Text provided:
>>>

As one parliamentary session comes to an end and another begins, Grace Da Costa reflects on what we've learned and what lies ahead.

The trend of eroding democracy and human rights shows no signs of stopping. Image: Original Toast on Unsplash.
The trend of eroding democracy and human rights shows no signs of stopping. Image: Original Toast on Unsplash.

The government crammed a huge amount of legislation into the last parliamentary session. Most of it passed through the two chambers without being changed very much in the process.

Civil society came together in an incredible way to campaign against some of the government's worst proposals and promote an alternative vision. These alliances will continue into the next session, as we prepare to tackle the next large batch of bills coming our way.

What happened in 2021–2022?

Quakers in Britain followed four bills in particular during the 2021–2022 session, but focused our efforts on campaigning against one bill.

We sat on the steering group for an alliance against the protest and trespass parts of the Police, Crime, Sentencing and Courts Act. This new law criminalises trespass, introduces new restrictions on protest, and lengthens the sentences for many crimes.

We successfully campaigned for the House of Lords to vote out plans to establish new 'protest banning orders', create new offences around 'locking on', and widen stop and search powers as part of the bill.

The other three bills we kept an eye on were:

  • Elections Act – introduces voter ID, increases the government's influence over the Electoral Commission, and brings in new rules for third-party campaigners such as Quakers in Britain.
  • Judicial Review and Courts Act – makes it harder for people and organisations to challenge public bodies' decisions.
  • Nationality and Borders Act – creates a two-tier system for seeking asylum, depending on whether people arrived via a regular or irregular route.

During the Policing Bill campaign, we learnt the importance of building trusting relationships with civil society groups and politicians with a broad range of views, even though this is often challenging. We learnt that you need to spend as much effort on mobilising your supporters as you do on convincing your opponents. We realised the civil society is incredibly stretched, so it's more crucial than ever to focus our efforts and work together.

<<<

Task instructions:
1. Do these statements agree with the text on the 2021–2022 parliamentary session? (a) Quakers in Britain campaigned with equal effort against all four bills they followed. (b) The Nationality and Borders Act creates a two-tier system for seeking asylum. (c) Most of the legislation in the last session was substantially changed in the two chambers. Answer yes or no for each, quoting the deciding words of the text.
2. Reproduce the portion of the text on the 2021–2022 parliamentary session starting with "We successfully campaigned" and going on through "public bodies' decisions.".

Excerpts of annotation records:
>>>

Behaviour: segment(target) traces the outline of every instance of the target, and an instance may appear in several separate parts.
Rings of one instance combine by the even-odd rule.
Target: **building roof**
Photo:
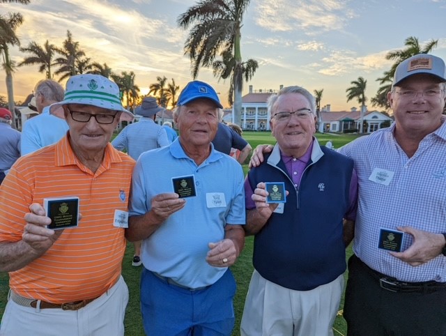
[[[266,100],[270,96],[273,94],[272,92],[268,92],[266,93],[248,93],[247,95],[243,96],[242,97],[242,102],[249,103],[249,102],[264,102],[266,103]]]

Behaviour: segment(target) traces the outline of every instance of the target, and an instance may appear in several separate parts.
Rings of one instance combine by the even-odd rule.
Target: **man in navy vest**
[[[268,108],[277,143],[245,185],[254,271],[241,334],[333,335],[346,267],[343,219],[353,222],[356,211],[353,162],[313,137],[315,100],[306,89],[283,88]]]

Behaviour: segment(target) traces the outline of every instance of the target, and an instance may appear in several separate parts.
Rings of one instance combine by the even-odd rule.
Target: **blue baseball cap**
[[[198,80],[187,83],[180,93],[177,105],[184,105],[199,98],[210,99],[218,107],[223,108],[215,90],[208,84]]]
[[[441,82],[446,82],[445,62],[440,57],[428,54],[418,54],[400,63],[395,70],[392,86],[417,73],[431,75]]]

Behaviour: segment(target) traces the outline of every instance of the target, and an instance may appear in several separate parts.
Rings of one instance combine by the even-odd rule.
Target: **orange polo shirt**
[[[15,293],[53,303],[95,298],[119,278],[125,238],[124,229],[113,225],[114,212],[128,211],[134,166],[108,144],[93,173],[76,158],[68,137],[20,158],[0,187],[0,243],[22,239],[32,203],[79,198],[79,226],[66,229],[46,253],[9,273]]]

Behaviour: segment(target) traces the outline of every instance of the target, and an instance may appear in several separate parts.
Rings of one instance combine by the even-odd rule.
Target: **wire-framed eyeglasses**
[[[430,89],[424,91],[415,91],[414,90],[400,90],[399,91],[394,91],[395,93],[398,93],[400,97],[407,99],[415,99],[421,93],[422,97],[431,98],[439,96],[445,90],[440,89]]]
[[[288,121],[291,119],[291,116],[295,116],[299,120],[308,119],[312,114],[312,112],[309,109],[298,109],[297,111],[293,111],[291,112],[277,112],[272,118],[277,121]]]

<<<
>>>

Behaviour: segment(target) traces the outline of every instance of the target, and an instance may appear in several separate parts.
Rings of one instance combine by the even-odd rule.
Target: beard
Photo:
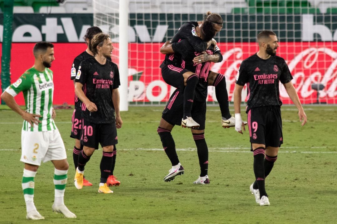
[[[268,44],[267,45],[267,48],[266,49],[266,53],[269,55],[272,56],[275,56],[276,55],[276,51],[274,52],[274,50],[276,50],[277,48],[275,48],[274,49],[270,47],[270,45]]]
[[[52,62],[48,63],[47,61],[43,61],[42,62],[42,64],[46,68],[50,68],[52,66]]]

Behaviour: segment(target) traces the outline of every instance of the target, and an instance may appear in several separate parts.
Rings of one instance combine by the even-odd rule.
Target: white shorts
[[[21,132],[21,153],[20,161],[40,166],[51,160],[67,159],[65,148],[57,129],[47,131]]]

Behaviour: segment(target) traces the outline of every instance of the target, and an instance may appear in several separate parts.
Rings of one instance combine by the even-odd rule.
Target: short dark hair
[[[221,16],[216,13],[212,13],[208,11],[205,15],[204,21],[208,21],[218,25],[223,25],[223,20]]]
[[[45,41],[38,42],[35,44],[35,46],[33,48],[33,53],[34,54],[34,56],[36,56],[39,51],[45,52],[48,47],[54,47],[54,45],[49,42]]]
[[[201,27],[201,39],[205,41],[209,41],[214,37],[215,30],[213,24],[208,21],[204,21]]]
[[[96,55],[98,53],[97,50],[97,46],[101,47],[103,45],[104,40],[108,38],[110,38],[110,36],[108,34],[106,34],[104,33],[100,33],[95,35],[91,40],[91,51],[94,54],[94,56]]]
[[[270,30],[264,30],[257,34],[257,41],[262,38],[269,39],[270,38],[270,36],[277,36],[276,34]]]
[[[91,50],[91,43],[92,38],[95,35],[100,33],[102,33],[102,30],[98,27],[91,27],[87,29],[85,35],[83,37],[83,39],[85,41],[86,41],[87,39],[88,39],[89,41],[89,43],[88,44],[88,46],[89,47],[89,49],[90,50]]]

<<<

Solutions:
1.
(a) No: "followed four bills in particular during the 2021–2022 session, but focused our efforts on campaigning against one bill."
(b) Yes: "creates a two-tier system for seeking asylum"
(c) No: "Most of it passed through the two chambers without being changed very much in the process."

2.
We successfully campaigned for the House of Lords to vote out plans to establish new 'protest banning orders', create new offences around 'locking on', and widen stop and search powers as part of the bill.

The other three bills we kept an eye on were:

  • Elections Act – introduces voter ID, increases the government's influence over the Electoral Commission, and brings in new rules for third-party campaigners such as Quakers in Britain.
  • Judicial Review and Courts Act – makes it harder for people and organisations to challenge public bodies' decisions.